- _Task instructions_:
Copy the lines below word for word, beginning with the line that contains "Target: nose" and continuing through the last line.

- _Data_:
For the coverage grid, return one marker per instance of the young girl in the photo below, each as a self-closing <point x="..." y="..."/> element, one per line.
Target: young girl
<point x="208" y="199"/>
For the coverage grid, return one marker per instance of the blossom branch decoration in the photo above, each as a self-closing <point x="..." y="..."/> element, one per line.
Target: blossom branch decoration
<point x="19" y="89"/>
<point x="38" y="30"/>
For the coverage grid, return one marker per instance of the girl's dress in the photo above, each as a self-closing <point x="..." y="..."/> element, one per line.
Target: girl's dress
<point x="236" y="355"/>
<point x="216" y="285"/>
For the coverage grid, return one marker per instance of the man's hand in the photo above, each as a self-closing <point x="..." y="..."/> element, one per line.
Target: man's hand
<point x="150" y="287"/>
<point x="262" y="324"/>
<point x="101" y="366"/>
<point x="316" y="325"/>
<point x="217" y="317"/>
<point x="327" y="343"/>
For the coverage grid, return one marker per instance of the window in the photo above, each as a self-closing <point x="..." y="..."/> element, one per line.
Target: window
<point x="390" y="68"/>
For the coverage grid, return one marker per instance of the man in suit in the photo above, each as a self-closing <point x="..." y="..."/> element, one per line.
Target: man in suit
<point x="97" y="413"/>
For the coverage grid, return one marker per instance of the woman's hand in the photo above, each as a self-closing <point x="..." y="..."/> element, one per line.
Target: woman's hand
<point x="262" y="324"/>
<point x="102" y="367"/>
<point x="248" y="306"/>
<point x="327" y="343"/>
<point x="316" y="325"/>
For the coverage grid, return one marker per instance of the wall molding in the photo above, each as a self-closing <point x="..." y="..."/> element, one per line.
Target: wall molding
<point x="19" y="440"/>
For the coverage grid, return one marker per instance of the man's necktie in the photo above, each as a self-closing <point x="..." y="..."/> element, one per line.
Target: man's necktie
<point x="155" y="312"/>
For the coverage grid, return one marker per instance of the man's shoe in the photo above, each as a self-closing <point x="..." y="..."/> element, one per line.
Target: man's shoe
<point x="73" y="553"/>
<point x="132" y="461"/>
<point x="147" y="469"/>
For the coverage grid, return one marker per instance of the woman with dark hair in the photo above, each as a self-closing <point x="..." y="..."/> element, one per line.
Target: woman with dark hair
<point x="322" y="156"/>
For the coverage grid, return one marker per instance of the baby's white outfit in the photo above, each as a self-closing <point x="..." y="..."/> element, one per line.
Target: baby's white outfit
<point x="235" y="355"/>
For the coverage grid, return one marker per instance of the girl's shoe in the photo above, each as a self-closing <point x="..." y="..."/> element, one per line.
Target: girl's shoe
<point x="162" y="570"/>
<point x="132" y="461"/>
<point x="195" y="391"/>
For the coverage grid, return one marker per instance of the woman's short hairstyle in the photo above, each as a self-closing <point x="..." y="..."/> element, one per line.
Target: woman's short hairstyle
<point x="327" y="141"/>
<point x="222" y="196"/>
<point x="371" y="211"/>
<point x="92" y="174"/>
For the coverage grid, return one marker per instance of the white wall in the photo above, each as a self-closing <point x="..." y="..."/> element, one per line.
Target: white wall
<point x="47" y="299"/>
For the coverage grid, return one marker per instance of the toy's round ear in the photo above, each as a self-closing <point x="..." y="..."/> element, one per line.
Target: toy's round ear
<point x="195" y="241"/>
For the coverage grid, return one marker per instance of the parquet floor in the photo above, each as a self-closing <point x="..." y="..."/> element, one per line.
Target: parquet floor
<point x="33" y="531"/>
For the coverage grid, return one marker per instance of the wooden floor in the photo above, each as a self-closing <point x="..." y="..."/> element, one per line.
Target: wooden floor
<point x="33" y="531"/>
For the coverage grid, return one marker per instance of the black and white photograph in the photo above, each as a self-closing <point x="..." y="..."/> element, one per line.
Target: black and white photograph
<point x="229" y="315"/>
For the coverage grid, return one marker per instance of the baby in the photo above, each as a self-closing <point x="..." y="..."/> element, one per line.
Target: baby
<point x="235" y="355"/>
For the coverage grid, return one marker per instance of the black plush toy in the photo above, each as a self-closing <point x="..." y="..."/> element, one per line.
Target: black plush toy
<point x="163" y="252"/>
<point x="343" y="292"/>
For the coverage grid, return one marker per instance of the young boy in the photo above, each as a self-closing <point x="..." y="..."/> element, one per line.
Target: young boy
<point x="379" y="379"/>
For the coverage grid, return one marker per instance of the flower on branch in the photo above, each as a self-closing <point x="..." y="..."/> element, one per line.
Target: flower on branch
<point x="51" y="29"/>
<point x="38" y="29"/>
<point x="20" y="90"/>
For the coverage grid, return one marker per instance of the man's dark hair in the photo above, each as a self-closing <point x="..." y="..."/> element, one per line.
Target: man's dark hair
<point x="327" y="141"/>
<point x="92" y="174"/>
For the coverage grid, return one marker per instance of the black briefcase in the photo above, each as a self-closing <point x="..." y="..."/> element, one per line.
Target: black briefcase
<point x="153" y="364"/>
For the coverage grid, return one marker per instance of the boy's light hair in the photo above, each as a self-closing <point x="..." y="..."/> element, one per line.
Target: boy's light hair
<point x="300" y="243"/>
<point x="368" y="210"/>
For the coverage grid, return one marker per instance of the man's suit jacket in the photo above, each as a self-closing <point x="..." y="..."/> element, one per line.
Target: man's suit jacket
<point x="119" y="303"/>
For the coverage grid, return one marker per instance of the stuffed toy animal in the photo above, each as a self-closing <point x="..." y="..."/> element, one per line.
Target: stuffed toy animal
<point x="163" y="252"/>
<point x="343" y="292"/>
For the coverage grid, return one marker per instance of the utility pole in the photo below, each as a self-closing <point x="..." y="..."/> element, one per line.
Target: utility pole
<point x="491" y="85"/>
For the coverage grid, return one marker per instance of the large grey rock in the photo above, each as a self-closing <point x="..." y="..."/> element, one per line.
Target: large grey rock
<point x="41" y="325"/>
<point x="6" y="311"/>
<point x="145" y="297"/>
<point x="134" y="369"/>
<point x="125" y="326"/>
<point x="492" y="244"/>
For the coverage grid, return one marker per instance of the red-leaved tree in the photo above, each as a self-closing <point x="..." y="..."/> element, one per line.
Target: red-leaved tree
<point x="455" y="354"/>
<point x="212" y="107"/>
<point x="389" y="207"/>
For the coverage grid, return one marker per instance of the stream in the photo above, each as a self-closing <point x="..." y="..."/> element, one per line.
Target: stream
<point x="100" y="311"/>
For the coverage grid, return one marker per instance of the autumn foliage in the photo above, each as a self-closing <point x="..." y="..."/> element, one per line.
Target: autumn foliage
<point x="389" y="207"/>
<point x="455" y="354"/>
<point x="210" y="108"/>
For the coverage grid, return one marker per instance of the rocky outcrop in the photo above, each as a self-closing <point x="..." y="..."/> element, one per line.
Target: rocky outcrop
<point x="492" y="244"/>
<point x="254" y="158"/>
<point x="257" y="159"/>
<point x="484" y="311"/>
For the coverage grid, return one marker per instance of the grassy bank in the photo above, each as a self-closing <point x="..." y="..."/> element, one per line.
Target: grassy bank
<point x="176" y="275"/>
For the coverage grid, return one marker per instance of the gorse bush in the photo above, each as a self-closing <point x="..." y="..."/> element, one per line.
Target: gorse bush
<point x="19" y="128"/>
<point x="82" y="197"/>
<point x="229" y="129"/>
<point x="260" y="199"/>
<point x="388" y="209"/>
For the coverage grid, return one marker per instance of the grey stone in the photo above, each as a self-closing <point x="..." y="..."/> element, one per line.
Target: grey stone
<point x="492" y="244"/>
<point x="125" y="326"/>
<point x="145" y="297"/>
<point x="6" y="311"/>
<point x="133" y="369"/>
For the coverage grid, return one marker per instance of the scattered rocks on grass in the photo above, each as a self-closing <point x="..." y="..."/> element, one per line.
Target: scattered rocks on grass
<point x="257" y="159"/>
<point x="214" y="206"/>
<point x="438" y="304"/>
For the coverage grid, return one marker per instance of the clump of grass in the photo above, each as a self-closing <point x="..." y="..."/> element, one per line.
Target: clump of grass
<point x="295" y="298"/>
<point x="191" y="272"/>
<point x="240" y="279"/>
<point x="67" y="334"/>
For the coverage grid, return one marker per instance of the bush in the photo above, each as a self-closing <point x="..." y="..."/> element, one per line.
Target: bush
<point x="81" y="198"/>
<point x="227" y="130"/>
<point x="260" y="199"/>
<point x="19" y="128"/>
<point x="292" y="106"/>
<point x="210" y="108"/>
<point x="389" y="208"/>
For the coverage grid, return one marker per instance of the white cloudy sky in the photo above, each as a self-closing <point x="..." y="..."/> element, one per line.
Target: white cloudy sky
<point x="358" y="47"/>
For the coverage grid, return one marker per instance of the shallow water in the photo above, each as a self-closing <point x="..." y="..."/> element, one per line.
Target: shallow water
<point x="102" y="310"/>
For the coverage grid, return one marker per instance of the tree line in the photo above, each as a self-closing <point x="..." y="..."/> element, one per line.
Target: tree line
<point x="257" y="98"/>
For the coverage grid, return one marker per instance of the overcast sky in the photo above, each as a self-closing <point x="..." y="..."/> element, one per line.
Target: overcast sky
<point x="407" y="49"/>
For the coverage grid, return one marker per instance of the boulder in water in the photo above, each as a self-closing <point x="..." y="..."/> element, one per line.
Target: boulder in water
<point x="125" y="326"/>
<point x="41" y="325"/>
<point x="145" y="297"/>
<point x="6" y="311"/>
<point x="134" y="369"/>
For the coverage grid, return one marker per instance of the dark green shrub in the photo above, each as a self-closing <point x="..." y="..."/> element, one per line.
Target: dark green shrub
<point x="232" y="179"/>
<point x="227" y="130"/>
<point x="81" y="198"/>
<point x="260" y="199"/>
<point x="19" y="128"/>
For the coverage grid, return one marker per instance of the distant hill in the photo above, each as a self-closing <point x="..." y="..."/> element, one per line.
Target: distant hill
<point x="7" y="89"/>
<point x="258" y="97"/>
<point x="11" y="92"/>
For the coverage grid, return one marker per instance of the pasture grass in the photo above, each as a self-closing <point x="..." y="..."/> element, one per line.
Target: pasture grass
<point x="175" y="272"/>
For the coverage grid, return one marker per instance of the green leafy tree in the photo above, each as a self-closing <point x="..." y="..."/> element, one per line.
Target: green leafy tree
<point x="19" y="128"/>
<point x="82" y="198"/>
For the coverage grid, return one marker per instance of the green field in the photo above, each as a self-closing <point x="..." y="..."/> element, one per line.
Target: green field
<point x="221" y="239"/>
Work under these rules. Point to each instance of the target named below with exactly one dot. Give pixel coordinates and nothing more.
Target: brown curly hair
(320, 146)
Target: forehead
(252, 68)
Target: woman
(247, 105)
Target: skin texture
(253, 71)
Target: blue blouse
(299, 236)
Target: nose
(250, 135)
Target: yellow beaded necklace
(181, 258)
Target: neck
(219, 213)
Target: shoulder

- _Written reply_:
Target: nose
(250, 135)
Target: yellow beaded necklace
(181, 258)
Target: neck
(219, 213)
Target: shoulder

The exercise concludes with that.